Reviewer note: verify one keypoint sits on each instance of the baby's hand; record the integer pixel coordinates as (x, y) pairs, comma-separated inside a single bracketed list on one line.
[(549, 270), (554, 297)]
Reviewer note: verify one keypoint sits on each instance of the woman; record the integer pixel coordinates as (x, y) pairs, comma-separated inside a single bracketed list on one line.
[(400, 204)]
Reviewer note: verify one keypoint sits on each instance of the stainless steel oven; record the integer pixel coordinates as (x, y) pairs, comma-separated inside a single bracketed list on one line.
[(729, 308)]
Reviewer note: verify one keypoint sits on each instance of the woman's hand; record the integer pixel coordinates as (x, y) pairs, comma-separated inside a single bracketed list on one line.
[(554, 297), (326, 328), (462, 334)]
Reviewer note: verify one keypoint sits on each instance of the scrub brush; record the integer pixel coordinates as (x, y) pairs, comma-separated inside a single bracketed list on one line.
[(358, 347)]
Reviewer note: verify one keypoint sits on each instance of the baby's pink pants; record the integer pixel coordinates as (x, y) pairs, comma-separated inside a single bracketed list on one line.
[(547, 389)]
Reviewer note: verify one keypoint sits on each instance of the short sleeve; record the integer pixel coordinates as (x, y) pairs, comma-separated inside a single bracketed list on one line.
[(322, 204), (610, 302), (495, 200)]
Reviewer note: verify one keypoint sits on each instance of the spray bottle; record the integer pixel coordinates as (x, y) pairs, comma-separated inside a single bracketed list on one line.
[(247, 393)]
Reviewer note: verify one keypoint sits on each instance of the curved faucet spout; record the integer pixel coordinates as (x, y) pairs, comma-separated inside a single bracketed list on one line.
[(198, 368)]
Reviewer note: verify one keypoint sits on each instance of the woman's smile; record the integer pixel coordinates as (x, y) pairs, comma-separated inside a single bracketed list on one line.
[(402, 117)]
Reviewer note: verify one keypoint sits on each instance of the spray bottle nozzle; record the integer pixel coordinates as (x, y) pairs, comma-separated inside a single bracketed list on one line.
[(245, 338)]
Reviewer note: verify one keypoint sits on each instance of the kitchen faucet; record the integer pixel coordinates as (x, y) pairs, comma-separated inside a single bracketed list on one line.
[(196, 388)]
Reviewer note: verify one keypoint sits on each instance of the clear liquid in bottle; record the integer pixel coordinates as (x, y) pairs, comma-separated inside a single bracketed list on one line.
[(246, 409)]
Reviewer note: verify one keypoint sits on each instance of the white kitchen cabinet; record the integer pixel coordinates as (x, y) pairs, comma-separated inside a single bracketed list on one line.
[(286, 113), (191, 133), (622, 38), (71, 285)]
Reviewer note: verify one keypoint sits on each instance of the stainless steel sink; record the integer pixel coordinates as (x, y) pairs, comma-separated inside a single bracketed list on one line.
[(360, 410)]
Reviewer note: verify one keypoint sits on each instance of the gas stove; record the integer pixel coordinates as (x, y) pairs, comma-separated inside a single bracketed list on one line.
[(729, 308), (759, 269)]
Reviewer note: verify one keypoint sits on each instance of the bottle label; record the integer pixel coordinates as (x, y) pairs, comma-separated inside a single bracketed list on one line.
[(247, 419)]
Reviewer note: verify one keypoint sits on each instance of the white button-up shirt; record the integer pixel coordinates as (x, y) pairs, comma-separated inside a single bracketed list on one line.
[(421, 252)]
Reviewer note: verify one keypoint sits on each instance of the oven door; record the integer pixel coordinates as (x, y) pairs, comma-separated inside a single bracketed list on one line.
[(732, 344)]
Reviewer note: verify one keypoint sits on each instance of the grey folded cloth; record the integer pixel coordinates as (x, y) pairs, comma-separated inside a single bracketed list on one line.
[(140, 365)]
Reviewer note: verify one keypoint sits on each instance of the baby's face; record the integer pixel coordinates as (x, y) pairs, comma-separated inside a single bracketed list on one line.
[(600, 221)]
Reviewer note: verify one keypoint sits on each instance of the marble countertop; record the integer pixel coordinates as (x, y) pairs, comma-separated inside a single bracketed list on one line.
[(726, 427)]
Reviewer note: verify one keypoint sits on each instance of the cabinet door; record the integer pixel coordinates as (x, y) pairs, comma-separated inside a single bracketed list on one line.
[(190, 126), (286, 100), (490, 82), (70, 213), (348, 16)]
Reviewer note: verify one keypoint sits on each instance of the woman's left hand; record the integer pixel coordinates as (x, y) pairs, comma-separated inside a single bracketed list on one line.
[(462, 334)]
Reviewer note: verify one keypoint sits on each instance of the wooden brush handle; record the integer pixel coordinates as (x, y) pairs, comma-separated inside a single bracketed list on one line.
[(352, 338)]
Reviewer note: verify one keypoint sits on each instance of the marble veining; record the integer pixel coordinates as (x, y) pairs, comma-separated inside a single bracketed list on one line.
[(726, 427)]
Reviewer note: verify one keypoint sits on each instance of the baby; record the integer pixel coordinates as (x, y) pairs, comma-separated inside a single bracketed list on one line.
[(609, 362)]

---

> [What the task asks]: Give a word-for-word copy of the records.

> [Answer box]:
Reviewer note: verify one keypoint sits on each instance of the baby's hand; record the integer pixel coordinates as (x, y) pairs, comma-separated inside a single bracketed list on one line.
[(549, 270), (554, 297)]
Reviewer note: verify one keypoint sits on each instance of the woman; record the integer pixel coordinates as (x, y) pairs, comma-separated inside a single bracketed list on one line.
[(400, 204)]
Reviewer note: verify one keypoint sits on each instance of the stainless steel oven; record the integer pixel coordinates as (x, y) pairs, comma-separated inside a single bracketed list on one line.
[(729, 308)]
Reviewer note: verify one keypoint sits on each instance of the woman's hand; record the integer pixel coordinates as (x, y) pairs, comma-separated inside a single bracketed list on one line.
[(554, 297), (326, 328), (462, 334)]
Reviewer note: verify one keypoint sits on each instance of the scrub brush; record the integer pixel coordinates as (x, y) pairs, comma-separated inside a single bracketed list on one line.
[(358, 347)]
Reviewer note: verify one keypoint sits on each instance of the baby's pink pants; record the integer pixel coordinates as (x, y) pairs, comma-separated inside a single bracketed list on one line.
[(547, 389)]
Reviewer note: verify one keypoint sits on each instance of the short sleeve; record the integer pixel coordinates as (x, y) pairs, comma-separated inside a single bracketed list on one line.
[(322, 204), (610, 302), (495, 200)]
Reviewer note: verify one keypoint sits on each instance of the spray bottle; record the integer pixel coordinates as (x, y) pairs, comma-separated inside a single bracketed list on one line.
[(247, 393)]
Reviewer note: verify one keypoint sits on each instance of the curved faucet spout; record the integer pixel coordinates as (x, y) pairs, comma-separated inside a single bracketed list on one line.
[(198, 368)]
Reviewer note: verify one keypoint sits on each instance of the woman's smile; record the integer pixel coordinates as (x, y) pairs, comma-separated inside a single bracketed list on one line.
[(402, 117)]
Reviewer note: verify one keypoint sits on each instance of the spray bottle nozzle; record the integer pixel coordinates as (x, y) pairs, comma-separated inside a single bracketed list on one line.
[(245, 338)]
Reviewer note: verify one keypoint sits on each instance of the kitchen faucet; record the integer pixel coordinates as (x, y) pairs, comma-separated inside a single bracketed list on one line.
[(196, 388)]
Reviewer note: verify one keypoint sits on each instance of the clear liquid in bottle; record the integer pixel coordinates as (x, y) pairs, comma-separated inside a single bracketed list on one line.
[(246, 409)]
Reviewer note: verify one keypoint sits on each instance of the white kitchen cabinet; record the integer pixel coordinates as (x, y) pairs, comma-separated inside a single bracketed list on one line.
[(286, 113), (191, 133), (622, 38), (71, 285)]
Reviewer note: verify one keypoint sits on each instance of the stainless steel sink; record the integer pixel coordinates as (x, y) pairs, comma-separated inside a single bracketed list on one line.
[(360, 410)]
Reviewer note: verify one keypoint sits on each instance of the gas stove; record the integer pixel coordinates as (x, y) pairs, comma-separated inside a single bracketed list on one line.
[(729, 308), (759, 269)]
Reviewer note: verify one keypoint sits on each instance of the bottle label; record the integer pixel coordinates as (x, y) pairs, comma-separated inside a single bracketed list on one line.
[(247, 419)]
Reviewer note: verify one keypoint sits on each instance of the white button-up shirt; record the integer pixel coordinates as (x, y) pairs, comma-separated inside a single bracketed list on one line.
[(421, 252)]
Reviewer note: verify one keypoint sits on each instance of the oven door; record the integer pixel coordinates as (x, y) pairs, comma-separated inside a single bracketed list on one line.
[(732, 344)]
Reviewer note: verify one keypoint sits on each instance of the grey folded cloth; record the integer pixel coordinates as (x, y) pairs, comma-separated inside a single bracketed list on one line.
[(140, 365)]
Reviewer note: verify one keypoint sits on each instance of the baby's face; record the integer pixel coordinates as (x, y) pairs, comma-separated inside a single bracketed list on one line.
[(600, 221)]
Reviewer note: verify one keypoint sits on each instance of the marble countertop; record the integer pixel coordinates as (x, y) pairs, comma-separated inside a single bracketed list on one line.
[(726, 427)]
Reviewer note: verify one keypoint sits on each instance of the cabinet door; record the integer pixel coordinates as (x, y) pairs, comma-separated inside a single bracketed list on one line.
[(190, 126), (286, 100), (490, 82), (70, 213), (348, 16)]
Reviewer note: verify one keypoint sits on each instance of the woman's left hand; record the integer pixel coordinates as (x, y) pairs, comma-separated inside a single bracketed list on one line.
[(462, 334)]
Reviewer note: verify one keypoint sits on each instance of the wooden brush handle; record the integer pixel coordinates as (x, y) pairs, comma-separated inside a single bracketed list on one line.
[(352, 338)]
Reviewer note: verify one keypoint sits on each instance of the marble veining; record the integer pixel coordinates as (x, y) pairs, comma-separated inside a single bracketed list on one line.
[(726, 427)]
Reviewer note: verify one keypoint sits on each instance of the baby; record the integer pixel coordinates as (x, y) pairs, comma-separated inside a single bracketed list on one line.
[(609, 362)]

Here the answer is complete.